▶ Requirement
Nothing outside the range is wanted. Repeat exactly the lines below from the one with "Spot the black metal" through the one with "Spot the evergreen".

▶ Extracted records

--------------------

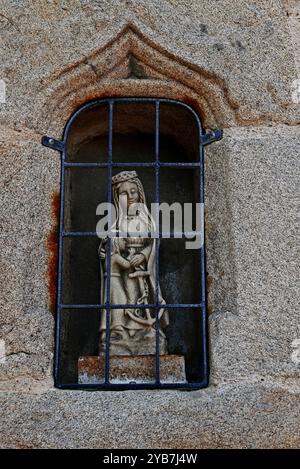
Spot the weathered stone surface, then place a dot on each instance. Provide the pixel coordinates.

--------------------

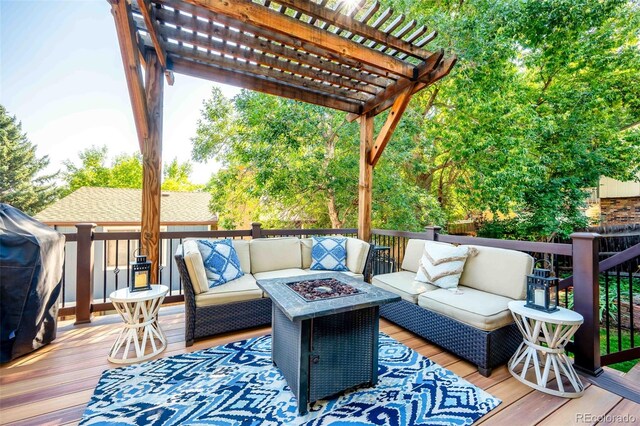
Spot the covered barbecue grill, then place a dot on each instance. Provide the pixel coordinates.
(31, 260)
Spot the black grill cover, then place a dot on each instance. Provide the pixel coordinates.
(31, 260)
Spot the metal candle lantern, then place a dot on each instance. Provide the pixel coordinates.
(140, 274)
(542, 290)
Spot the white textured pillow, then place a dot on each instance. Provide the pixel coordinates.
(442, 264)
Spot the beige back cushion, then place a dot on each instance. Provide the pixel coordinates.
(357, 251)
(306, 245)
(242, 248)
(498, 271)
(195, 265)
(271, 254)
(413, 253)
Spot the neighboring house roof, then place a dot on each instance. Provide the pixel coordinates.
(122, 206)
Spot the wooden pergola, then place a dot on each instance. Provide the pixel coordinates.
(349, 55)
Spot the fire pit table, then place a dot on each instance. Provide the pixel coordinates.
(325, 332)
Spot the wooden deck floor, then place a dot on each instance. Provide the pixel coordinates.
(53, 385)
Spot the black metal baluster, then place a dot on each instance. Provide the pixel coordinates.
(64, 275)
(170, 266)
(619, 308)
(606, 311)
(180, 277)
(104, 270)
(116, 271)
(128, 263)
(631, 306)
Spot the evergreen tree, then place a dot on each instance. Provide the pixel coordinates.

--------------------

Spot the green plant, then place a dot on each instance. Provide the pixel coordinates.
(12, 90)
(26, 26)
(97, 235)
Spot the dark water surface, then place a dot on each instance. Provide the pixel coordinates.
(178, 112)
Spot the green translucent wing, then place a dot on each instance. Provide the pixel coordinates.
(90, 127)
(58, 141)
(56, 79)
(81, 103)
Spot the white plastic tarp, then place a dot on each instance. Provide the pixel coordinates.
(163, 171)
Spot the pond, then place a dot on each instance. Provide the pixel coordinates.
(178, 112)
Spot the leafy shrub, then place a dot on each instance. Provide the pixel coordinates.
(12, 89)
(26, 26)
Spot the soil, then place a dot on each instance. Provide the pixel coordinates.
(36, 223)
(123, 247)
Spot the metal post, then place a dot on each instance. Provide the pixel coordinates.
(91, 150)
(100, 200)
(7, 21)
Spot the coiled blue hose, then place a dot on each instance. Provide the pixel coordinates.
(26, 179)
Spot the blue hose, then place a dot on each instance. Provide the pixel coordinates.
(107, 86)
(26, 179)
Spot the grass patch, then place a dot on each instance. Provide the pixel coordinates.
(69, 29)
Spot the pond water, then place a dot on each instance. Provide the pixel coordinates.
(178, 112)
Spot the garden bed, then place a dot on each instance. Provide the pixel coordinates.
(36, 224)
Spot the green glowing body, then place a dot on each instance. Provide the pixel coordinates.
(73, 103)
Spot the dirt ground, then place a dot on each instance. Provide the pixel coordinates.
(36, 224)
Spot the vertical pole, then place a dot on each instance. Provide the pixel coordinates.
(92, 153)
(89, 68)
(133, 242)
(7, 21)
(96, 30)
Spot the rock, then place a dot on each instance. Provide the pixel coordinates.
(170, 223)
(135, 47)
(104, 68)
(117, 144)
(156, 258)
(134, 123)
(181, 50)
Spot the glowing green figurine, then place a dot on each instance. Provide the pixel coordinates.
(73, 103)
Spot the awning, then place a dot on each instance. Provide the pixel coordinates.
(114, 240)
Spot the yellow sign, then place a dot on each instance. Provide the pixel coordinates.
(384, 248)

--------------------

▶ Result
Spot the black metal baluster, then place a dot on each instance. Provide the pixel coordinates.
(64, 275)
(170, 266)
(619, 308)
(606, 311)
(180, 277)
(104, 270)
(116, 271)
(128, 263)
(631, 306)
Spot the evergreen tree, then place a dot on each instance. Provide the pixel coordinates.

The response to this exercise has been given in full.